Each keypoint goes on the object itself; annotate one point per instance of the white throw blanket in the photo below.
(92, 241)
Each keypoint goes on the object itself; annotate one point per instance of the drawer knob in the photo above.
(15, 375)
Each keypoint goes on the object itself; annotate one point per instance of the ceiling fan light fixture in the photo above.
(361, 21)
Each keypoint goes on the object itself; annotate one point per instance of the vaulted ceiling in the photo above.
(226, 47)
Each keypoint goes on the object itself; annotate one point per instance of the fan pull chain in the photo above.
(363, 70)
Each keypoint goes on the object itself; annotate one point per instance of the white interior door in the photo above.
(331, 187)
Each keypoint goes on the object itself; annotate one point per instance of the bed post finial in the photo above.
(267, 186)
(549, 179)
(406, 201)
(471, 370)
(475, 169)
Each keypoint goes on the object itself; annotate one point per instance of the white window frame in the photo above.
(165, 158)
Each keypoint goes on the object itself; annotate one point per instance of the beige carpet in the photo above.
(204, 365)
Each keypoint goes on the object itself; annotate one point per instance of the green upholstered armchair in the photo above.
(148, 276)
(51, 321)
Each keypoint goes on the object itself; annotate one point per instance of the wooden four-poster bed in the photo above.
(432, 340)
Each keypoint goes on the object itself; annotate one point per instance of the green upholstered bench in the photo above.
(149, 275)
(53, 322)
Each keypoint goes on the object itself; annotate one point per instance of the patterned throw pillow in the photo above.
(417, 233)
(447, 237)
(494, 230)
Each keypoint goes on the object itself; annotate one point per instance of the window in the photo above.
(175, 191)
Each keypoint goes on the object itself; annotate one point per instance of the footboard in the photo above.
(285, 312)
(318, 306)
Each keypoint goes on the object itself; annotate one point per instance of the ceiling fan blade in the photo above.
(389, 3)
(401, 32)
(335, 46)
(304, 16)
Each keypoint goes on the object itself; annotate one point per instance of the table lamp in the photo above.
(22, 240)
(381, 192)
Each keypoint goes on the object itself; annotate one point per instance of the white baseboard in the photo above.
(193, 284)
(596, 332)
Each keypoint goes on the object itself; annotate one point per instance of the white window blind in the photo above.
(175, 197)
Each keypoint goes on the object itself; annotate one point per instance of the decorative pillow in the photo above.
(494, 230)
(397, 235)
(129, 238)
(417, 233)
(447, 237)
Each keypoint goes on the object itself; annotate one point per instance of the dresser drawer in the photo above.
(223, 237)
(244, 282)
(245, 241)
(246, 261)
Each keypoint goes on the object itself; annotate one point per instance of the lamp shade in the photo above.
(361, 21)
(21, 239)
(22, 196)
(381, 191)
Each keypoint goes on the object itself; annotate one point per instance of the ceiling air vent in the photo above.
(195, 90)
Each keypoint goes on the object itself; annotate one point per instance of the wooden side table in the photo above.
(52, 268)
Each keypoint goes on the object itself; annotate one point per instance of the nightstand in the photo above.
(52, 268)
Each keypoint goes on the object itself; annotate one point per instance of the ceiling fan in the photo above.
━━━
▸ **EXERCISE DESCRIPTION**:
From the line with "baseboard in the photo above." to the last line of the material, give every line again exactly, and only those lines.

▸ **EXERCISE ANSWER**:
Each keypoint goes on the object itself; annotate one point per instance of the white baseboard in the photo above.
(193, 284)
(596, 332)
Each keypoint goes on the object itself; annotate one point per instance of the white window blind in the photo above.
(175, 197)
Each keypoint goes on the object itself; annotate one point per instance of the decorative pillow in the photo above.
(494, 230)
(397, 235)
(129, 238)
(417, 233)
(447, 237)
Each keypoint goes on the object itself; annotate one point per instance of the dresser drawer in the photo above.
(223, 237)
(244, 282)
(245, 241)
(246, 261)
Each keypoint goes on the object itself; annotate one point per instance of the lamp shade in the photo above.
(361, 21)
(21, 239)
(22, 196)
(381, 191)
Each keypoint goes on the object itself; annotate one point per instance of the ceiling air vent in the photo above.
(195, 90)
Each keypoint goes on the object itself; annotate one point per instance of the wooden side table in the photo above.
(52, 268)
Each keypoint goes on the object itself; annotate one point per instance of the nightstand in the photo above.
(52, 268)
Each keypoint goes on the object itself; annotate one point per instance of the ceiling fan in the photo above.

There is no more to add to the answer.